## Objective
Render every line of the items below as a numbered list, omitting any blank lines.

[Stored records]
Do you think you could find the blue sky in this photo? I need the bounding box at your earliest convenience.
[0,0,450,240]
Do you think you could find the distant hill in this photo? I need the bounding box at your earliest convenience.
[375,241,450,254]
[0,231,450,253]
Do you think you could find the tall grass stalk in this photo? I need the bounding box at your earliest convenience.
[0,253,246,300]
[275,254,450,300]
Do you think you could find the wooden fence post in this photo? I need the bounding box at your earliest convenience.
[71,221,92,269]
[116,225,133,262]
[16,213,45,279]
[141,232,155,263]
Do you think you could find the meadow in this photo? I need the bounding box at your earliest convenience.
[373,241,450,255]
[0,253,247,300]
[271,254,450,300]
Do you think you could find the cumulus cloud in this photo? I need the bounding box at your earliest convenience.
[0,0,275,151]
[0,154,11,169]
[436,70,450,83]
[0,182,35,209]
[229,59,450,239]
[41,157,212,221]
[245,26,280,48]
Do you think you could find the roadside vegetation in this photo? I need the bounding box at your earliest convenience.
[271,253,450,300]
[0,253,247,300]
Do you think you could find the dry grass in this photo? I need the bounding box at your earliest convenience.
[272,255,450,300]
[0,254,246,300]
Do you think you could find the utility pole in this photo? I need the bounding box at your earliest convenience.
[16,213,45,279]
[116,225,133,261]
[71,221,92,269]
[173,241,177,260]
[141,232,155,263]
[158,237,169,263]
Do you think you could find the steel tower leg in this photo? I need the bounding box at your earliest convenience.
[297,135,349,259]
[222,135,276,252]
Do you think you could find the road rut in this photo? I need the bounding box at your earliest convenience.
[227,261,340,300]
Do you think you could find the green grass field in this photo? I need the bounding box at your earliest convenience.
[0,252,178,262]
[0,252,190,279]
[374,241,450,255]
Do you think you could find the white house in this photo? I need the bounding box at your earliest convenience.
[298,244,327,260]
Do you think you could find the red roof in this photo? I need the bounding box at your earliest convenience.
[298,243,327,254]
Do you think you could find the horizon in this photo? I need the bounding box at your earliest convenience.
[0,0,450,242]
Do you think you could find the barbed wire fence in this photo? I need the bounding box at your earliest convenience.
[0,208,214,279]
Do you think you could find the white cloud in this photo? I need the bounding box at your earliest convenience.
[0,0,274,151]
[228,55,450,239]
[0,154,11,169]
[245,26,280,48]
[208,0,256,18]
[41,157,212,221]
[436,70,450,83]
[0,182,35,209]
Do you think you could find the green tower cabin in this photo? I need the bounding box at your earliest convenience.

## Task answer
1. Do you think you could find the blue sky in this photo? I need the bounding box at your earliest convenience.
2. [0,0,450,240]
3. Do you think you could find the distant hill in this photo? I need the bounding box at your earliest convenience.
4. [375,241,450,254]
5. [0,231,450,253]
6. Do you think you could find the tall grass stalk in this photo? I need the bounding box at your earliest convenience.
7. [0,253,246,300]
8. [275,254,450,300]
9. Do you think you could find the wooden fence post in this photo? I need the bounding box at your earliest convenience.
10. [71,221,92,269]
11. [116,225,133,262]
12. [16,213,45,279]
13. [141,232,155,263]
14. Do you think you could find the meadow in this photo? I need the bounding box at your earliest convenience.
15. [373,241,450,255]
16. [0,253,247,300]
17. [271,254,450,300]
18. Do you think you could find the cumulus cloud in this photo? I need the bounding box at your earliest convenience.
19. [0,0,275,151]
20. [0,154,11,169]
21. [436,70,450,83]
22. [0,182,35,209]
23. [229,59,450,239]
24. [41,157,212,221]
25. [245,26,280,48]
26. Do you think you could find the roadside vegetation in this photo? I need the bounding box at your earliest convenience.
27. [271,253,450,300]
28. [0,253,247,300]
29. Do you think you could find the dry grass in this photo? I need the bounding box at your earliest convenience.
30. [272,255,450,300]
31. [0,254,246,300]
32. Do you think you could find the utility pole in this photo? I need the bounding box at your earliest convenience.
33. [16,213,45,279]
34. [116,225,133,261]
35. [71,221,92,269]
36. [173,241,177,260]
37. [141,232,155,263]
38. [158,237,169,263]
39. Do you think you could find the steel tower leg in this photo? I need the bounding box at your earliest convenience.
40. [297,135,349,259]
41. [222,135,276,252]
42. Do you think you could find the road rut in this photo? I need the bounding box at your earliest convenience.
43. [227,261,340,300]
44. Do you think you could find the green grass field in this photo? I need the bounding box at your earliest convenience.
45. [0,252,178,262]
46. [0,252,190,279]
47. [374,241,450,255]
48. Do you think you could find the white house in this photo? I need the bounding box at your earliest convenience.
49. [298,244,327,260]
50. Do you think you could find the red roof in this photo? I need the bounding box at your earliest convenience.
51. [298,243,327,254]
52. Do you think you could find the horizon in this photo? I need the bounding box at your earliest convenience.
53. [0,0,450,242]
54. Do you think you could find the barbed wire fence in this photo? I need the bounding box at your earliest convenience.
55. [0,208,214,279]
56. Do you think you could find the white cloud in this photo? I need the bounding box at your earliest convenience.
57. [0,0,274,151]
58. [228,55,450,239]
59. [0,154,11,169]
60. [245,26,280,48]
61. [208,0,256,18]
62. [41,157,212,221]
63. [436,70,450,83]
64. [0,182,35,209]
65. Do you think you could find the green tower cabin in this photo? I need the bounding box at your earliest convenience.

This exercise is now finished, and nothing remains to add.